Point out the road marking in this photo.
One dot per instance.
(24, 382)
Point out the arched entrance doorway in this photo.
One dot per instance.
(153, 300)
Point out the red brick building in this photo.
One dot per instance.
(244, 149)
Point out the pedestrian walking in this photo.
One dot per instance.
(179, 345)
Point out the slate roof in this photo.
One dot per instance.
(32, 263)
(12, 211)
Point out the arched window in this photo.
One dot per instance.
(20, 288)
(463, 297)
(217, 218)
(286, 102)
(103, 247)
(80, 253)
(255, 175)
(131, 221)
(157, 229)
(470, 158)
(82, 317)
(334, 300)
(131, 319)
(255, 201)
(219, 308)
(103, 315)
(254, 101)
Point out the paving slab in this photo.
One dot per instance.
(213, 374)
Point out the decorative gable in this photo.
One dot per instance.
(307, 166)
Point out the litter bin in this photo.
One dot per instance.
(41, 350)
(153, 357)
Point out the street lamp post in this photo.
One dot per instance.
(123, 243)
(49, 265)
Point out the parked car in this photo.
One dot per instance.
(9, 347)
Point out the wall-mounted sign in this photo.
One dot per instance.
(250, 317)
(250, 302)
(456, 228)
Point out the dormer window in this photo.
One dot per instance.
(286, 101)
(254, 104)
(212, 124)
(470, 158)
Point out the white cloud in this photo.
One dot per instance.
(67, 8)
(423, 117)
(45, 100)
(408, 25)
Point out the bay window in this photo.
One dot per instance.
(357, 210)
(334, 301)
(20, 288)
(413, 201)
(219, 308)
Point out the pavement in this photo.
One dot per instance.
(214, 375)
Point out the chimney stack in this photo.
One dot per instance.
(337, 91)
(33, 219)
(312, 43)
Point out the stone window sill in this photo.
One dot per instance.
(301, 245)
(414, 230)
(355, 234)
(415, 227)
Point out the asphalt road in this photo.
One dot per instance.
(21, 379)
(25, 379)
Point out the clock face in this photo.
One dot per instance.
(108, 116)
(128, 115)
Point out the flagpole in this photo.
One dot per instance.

__________________________________________________

--- Work request ---
Respond with only the number of lines above that include the string "road".

--- Your response ---
2